**Instructions for the task:** Copy the following lines word for word.

── Records for this task ──

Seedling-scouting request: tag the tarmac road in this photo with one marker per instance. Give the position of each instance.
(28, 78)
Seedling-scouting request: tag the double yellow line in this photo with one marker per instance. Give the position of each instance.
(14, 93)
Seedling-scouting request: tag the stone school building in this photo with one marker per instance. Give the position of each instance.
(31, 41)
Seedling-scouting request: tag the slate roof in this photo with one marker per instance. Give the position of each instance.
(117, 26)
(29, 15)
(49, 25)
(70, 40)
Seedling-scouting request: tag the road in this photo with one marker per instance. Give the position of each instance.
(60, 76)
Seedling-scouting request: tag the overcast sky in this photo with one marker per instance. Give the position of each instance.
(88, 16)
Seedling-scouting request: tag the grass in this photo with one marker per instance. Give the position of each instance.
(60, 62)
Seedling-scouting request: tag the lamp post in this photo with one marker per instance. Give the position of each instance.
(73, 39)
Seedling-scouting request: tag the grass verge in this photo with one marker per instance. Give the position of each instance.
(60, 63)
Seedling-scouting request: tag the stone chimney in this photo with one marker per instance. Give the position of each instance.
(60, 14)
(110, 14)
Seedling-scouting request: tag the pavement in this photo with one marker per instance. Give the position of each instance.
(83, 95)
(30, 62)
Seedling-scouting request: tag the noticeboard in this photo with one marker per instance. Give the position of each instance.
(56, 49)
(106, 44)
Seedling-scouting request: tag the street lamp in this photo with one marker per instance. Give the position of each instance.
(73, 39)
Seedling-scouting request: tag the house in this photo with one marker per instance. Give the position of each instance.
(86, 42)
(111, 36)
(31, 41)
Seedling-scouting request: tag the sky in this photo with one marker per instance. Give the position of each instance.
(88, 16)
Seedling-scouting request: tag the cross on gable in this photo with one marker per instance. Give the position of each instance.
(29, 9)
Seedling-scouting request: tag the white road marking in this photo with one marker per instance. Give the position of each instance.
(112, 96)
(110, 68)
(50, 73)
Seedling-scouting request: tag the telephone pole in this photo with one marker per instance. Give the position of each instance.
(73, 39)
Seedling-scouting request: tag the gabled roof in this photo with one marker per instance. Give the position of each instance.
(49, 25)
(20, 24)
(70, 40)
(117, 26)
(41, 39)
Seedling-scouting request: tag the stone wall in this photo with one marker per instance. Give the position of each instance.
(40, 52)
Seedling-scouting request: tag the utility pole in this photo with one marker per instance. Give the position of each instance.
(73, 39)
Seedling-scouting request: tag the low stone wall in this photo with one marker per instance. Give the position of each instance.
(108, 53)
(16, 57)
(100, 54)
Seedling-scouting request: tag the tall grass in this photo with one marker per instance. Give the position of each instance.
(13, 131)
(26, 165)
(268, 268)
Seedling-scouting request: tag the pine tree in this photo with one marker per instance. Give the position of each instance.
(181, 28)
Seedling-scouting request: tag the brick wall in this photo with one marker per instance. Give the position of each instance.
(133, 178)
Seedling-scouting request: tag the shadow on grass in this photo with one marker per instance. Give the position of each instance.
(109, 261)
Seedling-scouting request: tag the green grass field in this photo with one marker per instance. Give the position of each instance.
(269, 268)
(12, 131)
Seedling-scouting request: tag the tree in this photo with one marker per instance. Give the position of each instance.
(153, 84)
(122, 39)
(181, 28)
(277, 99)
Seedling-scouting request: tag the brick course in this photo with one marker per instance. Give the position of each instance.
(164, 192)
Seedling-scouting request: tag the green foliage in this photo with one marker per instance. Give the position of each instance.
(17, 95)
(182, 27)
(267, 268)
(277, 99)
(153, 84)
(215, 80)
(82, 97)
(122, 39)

───

**Task solution:**
Seedling-scouting request: tag the tarmac road in this photo with one marker per instance. Give the position of each instance.
(28, 78)
Seedling-scouting request: tag the double yellow line in this photo with one marker per instance. Give the position of each instance.
(14, 93)
Seedling-scouting request: tag the stone school building in this photo with one marker per instance. Give the position of each instance.
(31, 41)
Seedling-scouting request: tag the slate roof in this photo with one marker per instance. Give the position of each instance.
(117, 26)
(29, 15)
(49, 25)
(70, 40)
Seedling-scouting request: tag the road in this photo with one marker per instance. Give the position of each instance.
(60, 76)
Seedling-scouting request: tag the overcast sky in this photo with one marker per instance. Give the position of each instance.
(88, 16)
Seedling-scouting request: tag the grass in this photo with one marker per instance. Give the position of each instance.
(60, 62)
Seedling-scouting request: tag the lamp post in this photo with one marker per instance. Give the position of each instance.
(73, 39)
Seedling-scouting request: tag the grass verge in this photo with one marker per instance. Give the position of each instance.
(60, 63)
Seedling-scouting request: tag the stone chimney in this photo with one marker per instance. Give the position of each instance.
(60, 14)
(110, 14)
Seedling-scouting request: tag the pavement in this photo with one marker per instance. Give the position of each instance.
(83, 95)
(30, 62)
Seedling-scouting request: tag the noticeboard in this photo with one marker per instance. Give the position of each instance.
(56, 49)
(106, 44)
Seedling-scouting request: tag the street lamp in this photo with one marker per instance. Give the position of each instance.
(73, 39)
Seedling-scouting request: tag the house in this photo with one marker per instance. Give the position of each instance.
(86, 42)
(111, 36)
(31, 41)
Seedling-scouting request: tag the sky in this photo with one marker per instance. Give the position of each instance.
(88, 16)
Seedling-scouting request: tag the cross on gable in this photo with one marker per instance. Give the position of each instance.
(29, 9)
Seedling-scouting request: tag the white road marking in this photo with one marker per instance. Give the position of each instance.
(112, 96)
(110, 68)
(50, 73)
Seedling-scouting request: tag the telephone pole in this photo with one marker per instance. Give the position of each instance.
(73, 39)
Seedling-scouting request: tag the gabled roof in this photo with one marker per instance. Give the position of each instance.
(49, 25)
(20, 24)
(70, 40)
(117, 26)
(41, 39)
Seedling-scouting request: tag the stone wall in this photo with one marker per instance. Give the position of each instance.
(40, 52)
Seedling-scouting request: tag the utility pole in this photo with one marker per instance. Give the position of each instance.
(73, 39)
Seedling-scouting request: tag the low stone wall in this photo with one marker per instance. Give the position of each instance.
(108, 53)
(16, 57)
(100, 54)
Seedling-scouting request: tag the tall grass in this photo with one marker per instance. Give the position of each instance.
(13, 131)
(26, 165)
(268, 268)
Seedling-scouting request: tag the pine tree in this photo with one marker per instance. Give the position of each instance.
(181, 28)
Seedling-scouting request: tag the brick wall in this photo with one marker per instance. Give the position of each instance.
(133, 178)
Seedling-scouting request: tag the shadow on grass in this photo with one marker per instance. Give the position of each instance.
(109, 261)
Seedling-scouting request: tag the green grass field in this photo with one marker per instance. Give the position of each instance.
(269, 268)
(12, 131)
Seedling-scouting request: tag the tree in this photo with one marker per instance. Give the position of each instance.
(153, 84)
(122, 39)
(181, 28)
(277, 99)
Seedling-scouting request: tag the brick course in this photo with one marker per instance. Give the position of each instance.
(164, 192)
Seedling-scouting request: tag the green foliage in this photo with one marker per instance. Give the position of each instance.
(17, 95)
(182, 27)
(267, 268)
(277, 99)
(153, 84)
(215, 80)
(82, 97)
(122, 39)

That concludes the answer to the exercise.